[START OF Dataset records]

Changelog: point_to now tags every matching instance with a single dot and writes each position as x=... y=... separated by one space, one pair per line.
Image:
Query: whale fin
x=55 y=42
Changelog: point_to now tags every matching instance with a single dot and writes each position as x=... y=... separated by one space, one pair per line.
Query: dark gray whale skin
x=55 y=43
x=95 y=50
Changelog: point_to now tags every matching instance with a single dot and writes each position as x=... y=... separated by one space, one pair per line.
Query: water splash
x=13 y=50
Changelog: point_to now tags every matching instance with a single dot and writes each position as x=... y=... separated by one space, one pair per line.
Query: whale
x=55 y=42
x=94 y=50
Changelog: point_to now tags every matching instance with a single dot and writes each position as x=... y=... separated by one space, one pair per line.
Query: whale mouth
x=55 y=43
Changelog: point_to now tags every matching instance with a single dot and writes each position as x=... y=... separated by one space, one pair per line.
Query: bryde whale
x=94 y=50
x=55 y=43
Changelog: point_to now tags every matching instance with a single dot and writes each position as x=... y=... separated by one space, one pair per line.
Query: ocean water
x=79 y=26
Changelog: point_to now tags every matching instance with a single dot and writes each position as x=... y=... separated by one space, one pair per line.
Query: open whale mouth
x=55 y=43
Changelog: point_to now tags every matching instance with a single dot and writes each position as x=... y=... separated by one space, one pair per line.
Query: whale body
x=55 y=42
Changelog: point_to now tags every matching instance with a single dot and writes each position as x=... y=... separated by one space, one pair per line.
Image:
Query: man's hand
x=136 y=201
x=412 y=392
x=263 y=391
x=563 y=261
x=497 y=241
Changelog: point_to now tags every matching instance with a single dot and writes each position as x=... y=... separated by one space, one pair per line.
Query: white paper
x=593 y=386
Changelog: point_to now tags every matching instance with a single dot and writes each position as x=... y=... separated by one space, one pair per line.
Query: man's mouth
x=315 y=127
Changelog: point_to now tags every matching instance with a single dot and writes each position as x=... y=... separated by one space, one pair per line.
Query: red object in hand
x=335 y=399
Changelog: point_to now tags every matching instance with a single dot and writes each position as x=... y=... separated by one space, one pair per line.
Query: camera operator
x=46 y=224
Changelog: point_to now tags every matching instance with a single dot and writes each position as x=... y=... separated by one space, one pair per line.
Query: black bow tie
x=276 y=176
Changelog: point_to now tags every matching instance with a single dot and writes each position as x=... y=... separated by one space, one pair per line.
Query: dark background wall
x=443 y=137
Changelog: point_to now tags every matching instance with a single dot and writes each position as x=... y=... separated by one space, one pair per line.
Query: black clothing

[END OF Dataset records]

* **Required work**
Copy out each line exactly as written.

* **Expected answer**
Changelog: point_to now tags every matching instance with a single dot and writes each position as x=... y=... separated by one space, one pair per line.
Image:
Query: whale fin
x=55 y=42
Changelog: point_to now tags every matching instance with a single dot and writes each position as x=... y=... separated by one space, one pair per line.
Query: dark gray whale skin
x=55 y=43
x=95 y=50
Changelog: point_to now tags every matching instance with a single dot and writes each position as x=... y=... separated by one space, one pair per line.
Query: water splash
x=13 y=50
Changelog: point_to now tags every matching instance with a single dot and writes each position as x=... y=... separated by one space, one pair per line.
Query: whale
x=55 y=42
x=94 y=50
Changelog: point_to now tags every matching instance with a single dot and writes each position as x=... y=... separated by one space, one pair per line.
Query: whale mouth
x=55 y=43
Changelog: point_to now tags every matching instance with a single dot and writes each position as x=... y=... separated by one space, one pair per line.
Query: bryde whale
x=94 y=50
x=55 y=43
Changelog: point_to now tags every matching instance with a single dot and writes each position as x=... y=... separated by one space, one pair per line.
Query: ocean water
x=79 y=26
Changelog: point_to now tags every matching instance with a single dot and writes each position as x=... y=... separated by one space, one pair per line.
Query: open whale mouth
x=55 y=43
Changelog: point_to now tags every matching instance with a single dot and writes each position as x=... y=... separated by one space, one pair per line.
Query: whale body
x=55 y=42
Changelog: point_to now tags every matching instance with a single dot and writes each position as x=... y=... separated by one space, one pair per line.
Image:
Query: man's hand
x=136 y=201
x=412 y=392
x=263 y=391
x=563 y=261
x=497 y=241
Changelog: point_to now tags every matching instance with a single dot and writes each position as x=... y=... separated by one space, one pair per line.
Query: white paper
x=593 y=386
Changelog: point_to now tags every matching instance with a single dot and writes each position as x=... y=... separated by one space, one pair per line.
Query: man's mouth
x=315 y=127
Changelog: point_to now tags every matching instance with a single dot and writes each position as x=... y=... separated by one space, one pair per line.
Query: red object in hand
x=335 y=399
Changelog: point_to now tags every matching instance with a single dot and writes each position as x=... y=... separated by one space, one pair per line.
Query: camera operator
x=46 y=224
Changelog: point_to now tags every matching instance with a single dot and writes each position as x=... y=... separated by one space, one pair per line.
Query: black bow tie
x=276 y=176
Changelog: point_to now tags every matching instance with a single dot and writes each position as x=... y=... separated by one space, one pair per line.
Query: dark background wall
x=443 y=137
Changelog: point_to now tags every matching instance with a single dot and writes each position as x=... y=... separated by one space, one pair per line.
Query: black clothing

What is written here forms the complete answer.